**What to do:** According to the text below on apologia, which Roman emperor did Justin Martyr urge to stop the persecution of early Christians?

**Supplied text:**
-=-=-=-=-

An apologia (Latin for apology, from ἀπολογία, lit. 'speaking in defense') is a formal defense of an opinion, position or action. The term's current use, often in the context of religion, theology and philosophy, derives from Justin Martyr's First Apology (AD 155–157) and was later employed by John Henry Newman's Apologia Pro Vita Sua (English: A Defense of One's Own Life) of 1864, which presented a formal defense of the history of his Christian life up to the time of his acceptance by the Catholic Church in 1845.

In Ancient Greece, an apologia was primarily used as a legal defense: The accuser would present a kategoria, or accusation, and the defendant would present his apologia, or defense. In modern usage, apologia describes a formal defense of an idea or belief, rather than against a legal charge. In both ancient and modern uses it differs from an apology, or expression of regret. The main difference between the two is that the act of apologizing is meant to express regret, and the purpose of an apologia is to clearly communicate the rational grounds for a belief or position. As an example, a person might apologize for bumping into another person, but could write an apologia to explain why they believe a specific belief is superior to another specific belief.

== Greek philosophy ==
The Greek philosophers Plato, Isocrates, and Aristotle described apologia as an oratory to defend positions or actions particularly in the sense of a legal defense.

Socrates believed an apology to be a well-thought justification of accusations made. Socrates represents this act of defending oneself in Plato's Apology. Socrates justified the claims made against him by being direct and honest. Socrates' attempts at justification rather than expressing remorse were unsuccessful, demonstrating the complexity in apologies among individuals.

== Roman empire ==
Justin Martyr wrote the First Apology (c. AD 155) and Second Apology to explain the philosophical basis for Christianity and to encourage the Roman Emperor Antoninus Pius and the Roman Senate to stop the persecution and martyrdom of early Christians.

== Evolution of usage ==
The earliest English use of apologia followed from the Greek sense "a speech in defense". Writing in the Renaissance period, Thomas More wrote his Apologye of Syr Thomas More, Knyght, made by him Anno 1533 after he had geuen over the office of Lord Chancellour of Englande. In this, he explained his actions as Lord Chancellor under Henry VIII and denied rumors about his treatment of Protestants.

In 1590, a parallel meaning emerged meaning a "frank expression of regret". This parallel sense associated with "apologizing" for a wrong, progressively became the predominant usage until the 18th century, when the older Latin meaning re-emerged to be recorded in 1784. This became the dominant meaning, owing in a large part to the publication of the influential work, Apologia Pro Vita Sua, in 1865.

-=-=-=-=-

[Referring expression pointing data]

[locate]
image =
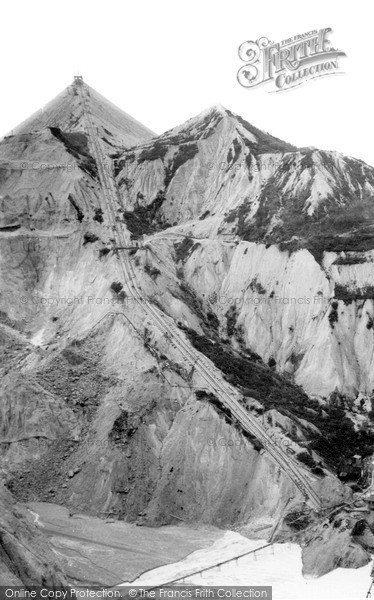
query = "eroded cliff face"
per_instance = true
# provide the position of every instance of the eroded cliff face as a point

-=-=-=-=-

**Response:** Antoninus Pius.